(Pointing dataset excerpts)
▬▬▬▬▬▬
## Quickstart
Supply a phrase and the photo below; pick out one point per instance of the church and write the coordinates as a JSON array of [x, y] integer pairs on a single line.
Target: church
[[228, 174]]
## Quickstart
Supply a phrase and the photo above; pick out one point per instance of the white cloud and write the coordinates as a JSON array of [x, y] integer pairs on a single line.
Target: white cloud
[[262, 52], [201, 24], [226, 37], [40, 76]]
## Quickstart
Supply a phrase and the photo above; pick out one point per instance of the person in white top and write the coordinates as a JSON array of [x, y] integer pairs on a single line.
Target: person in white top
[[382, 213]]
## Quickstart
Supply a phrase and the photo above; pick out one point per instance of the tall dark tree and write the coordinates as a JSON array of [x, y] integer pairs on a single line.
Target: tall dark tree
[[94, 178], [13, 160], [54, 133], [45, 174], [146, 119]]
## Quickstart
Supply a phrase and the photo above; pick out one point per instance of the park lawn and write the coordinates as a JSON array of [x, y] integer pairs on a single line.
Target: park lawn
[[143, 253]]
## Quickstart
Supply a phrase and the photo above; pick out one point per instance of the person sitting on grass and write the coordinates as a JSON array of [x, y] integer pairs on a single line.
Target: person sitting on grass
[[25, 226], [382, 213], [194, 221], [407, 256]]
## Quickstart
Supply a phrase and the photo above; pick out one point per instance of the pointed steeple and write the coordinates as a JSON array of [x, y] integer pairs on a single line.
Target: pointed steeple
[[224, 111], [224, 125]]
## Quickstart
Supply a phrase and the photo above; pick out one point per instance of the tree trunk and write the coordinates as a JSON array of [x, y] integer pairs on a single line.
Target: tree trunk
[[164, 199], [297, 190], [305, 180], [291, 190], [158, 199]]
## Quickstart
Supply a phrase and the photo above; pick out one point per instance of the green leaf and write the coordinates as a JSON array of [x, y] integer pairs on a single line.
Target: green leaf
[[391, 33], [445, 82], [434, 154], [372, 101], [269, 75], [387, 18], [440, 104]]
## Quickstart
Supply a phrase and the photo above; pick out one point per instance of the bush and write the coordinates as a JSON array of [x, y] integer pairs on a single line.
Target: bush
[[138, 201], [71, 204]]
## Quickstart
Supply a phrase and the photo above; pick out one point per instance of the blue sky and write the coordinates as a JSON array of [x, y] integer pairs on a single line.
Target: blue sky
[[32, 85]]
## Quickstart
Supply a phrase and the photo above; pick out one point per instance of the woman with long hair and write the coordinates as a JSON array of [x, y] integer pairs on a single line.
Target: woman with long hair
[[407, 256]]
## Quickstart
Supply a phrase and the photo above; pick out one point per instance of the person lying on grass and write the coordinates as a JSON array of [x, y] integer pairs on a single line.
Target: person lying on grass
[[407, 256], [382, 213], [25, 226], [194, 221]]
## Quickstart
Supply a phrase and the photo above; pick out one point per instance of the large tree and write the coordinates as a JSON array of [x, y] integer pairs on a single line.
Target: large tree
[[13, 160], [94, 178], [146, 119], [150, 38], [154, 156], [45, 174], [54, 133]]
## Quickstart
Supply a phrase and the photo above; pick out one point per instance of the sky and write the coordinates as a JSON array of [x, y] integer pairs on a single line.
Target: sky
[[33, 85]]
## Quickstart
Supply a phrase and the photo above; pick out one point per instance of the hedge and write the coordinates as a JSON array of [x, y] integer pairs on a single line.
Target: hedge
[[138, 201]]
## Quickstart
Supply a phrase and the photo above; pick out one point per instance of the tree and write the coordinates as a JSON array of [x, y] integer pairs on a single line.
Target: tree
▬▬▬▬▬▬
THE TASK »
Change every "church" to "chapel" in the lines starting at the beginning of the records and ending at the line that contains "[[262, 52], [201, 24], [226, 37], [40, 76]]", keeping everything else the same.

EXERCISE OUTPUT »
## Quickstart
Supply a phrase and the photo below; pick out one point per instance of the chapel and write the coordinates as a JSON array of [x, y] integer pairs on a single line.
Target: chapel
[[228, 174]]
## Quickstart
Supply a phrase and the photo above; pick out one point per instance of the white cloud and write the coordinates as a JSON array of [x, y] integer pairs on a single line.
Target: white cloud
[[262, 52], [201, 24], [226, 37], [40, 76]]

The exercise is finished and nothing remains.